Lo specializzando al Papa Giovanni
«Il privilegio di aiutare, vedremo la luce»

«Siamo un esercito silenzioso che c’è, e che cerca di fare del proprio meglio per prendersi cura di chi sta male. Siamo in tanti e ci aiutiamo l’un l’altro nell’affrontare la quotidianità e non manca mai una parola di conforto quando si fa più fatica».

Pietro, specializzando in anestesia e rianimazione è da tre settimane in prima linea a combattere il coronavirus all’ospedale Papa Giovanni XXIII di Bergamo, la città lombarda che con la sua provincia è stata straziata dall’impressionante numero di malati e morti, quando parla di «esercito» intende proprio «tutti»: dagli specializzandi ai medici più esperti, dagli infermieri agli operatori socio sanitari ed ai tecnici fino al personale che si occupa della sanificazione e delle pulizie.

Trent’anni, anni, laurea in medicina alla Statale di Milano, Pietro è al quarto anno di specialità. Quando è cominciata l’emergenza lui stava facendo il tirocinio nel reparto di rianimazione neurochirurgica dell’ospedale di Bergamo. Stava chiudendo il suo percorso ed immediatamente ha risposto al bando regionale, il reparto si è trasformato in terapia intensiva per i malati di Covid-19 e lui è rimasto lì, «dove si combatte la battaglia più dura, la più estrema. Ma dare la nostra disponibilità per ricevere l’incarico da specializzandi, dopo quanto abbiamo studiato e messo in pratica, - spiega - è stata la cosa più naturale del mondo».

Ecco che allora tutto è cambiato: si sa quando i turni iniziano ma non quando finiscono «perché ci si ferma fino a quando c’è bisogno», si lavora «bardati» e con una «tensione continua» in quanto si ha in mano la vita delle persone: pazienti profondamente sedati e intubati o già svegli ed estubati e che iniziano a respirare gradualmente da soli che vengono monitorati notte e giorno. «Noi medici ci prendiamo cura di tutti - dice - di chi ce la fa e di chi non ce la fa, fa parte del nostro lavoro».

▶ _Dati forniti_:
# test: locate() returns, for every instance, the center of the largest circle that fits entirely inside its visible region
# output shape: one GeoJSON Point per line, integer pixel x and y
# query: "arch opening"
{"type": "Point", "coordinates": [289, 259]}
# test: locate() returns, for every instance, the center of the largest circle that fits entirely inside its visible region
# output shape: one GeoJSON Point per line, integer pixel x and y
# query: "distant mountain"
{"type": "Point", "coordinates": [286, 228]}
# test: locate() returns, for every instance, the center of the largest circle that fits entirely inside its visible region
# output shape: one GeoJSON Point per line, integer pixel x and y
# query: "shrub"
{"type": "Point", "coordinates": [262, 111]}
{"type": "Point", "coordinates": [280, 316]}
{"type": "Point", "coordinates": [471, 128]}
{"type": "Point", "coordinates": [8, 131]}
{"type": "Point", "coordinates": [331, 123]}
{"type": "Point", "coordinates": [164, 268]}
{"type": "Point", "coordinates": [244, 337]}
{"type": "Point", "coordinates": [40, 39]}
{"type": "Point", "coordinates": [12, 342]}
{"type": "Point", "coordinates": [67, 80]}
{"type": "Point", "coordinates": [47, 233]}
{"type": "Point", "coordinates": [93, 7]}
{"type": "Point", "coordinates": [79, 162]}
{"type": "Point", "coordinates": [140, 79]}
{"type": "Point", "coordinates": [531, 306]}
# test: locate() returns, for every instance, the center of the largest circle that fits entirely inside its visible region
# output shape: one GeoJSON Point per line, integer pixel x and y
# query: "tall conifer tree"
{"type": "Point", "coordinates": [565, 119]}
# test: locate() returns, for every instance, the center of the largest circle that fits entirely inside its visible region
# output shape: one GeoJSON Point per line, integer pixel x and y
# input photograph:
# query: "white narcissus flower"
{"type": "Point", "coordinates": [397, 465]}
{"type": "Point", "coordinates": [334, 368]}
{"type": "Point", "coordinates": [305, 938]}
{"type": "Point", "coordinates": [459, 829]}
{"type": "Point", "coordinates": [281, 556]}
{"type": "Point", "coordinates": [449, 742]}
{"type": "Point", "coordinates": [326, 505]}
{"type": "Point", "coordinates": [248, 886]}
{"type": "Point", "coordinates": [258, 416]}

▶ _Esplora il materiale_:
(a) Secondo il testo del documento, in quale università si è laureato Pietro?
(b) Indica se ciascuna affermazione concorda con il testo del documento, rispondendo sì o no e citando le parole decisive: (i) Pietro frequenta il quarto anno di specialità; (ii) all'inizio dell'emergenza Pietro svolgeva il tirocinio in pronto soccorso; (iii) i turni hanno un orario di fine stabilito.

▶ _Risposte alle consegne_:
(a) Alla Statale di Milano.

(b)
(i) Sì: «Pietro è al quarto anno di specialità».
(ii) No: «stava facendo il tirocinio nel reparto di rianimazione neurochirurgica dell’ospedale di Bergamo».
(iii) No: «si sa quando i turni iniziano ma non quando finiscono».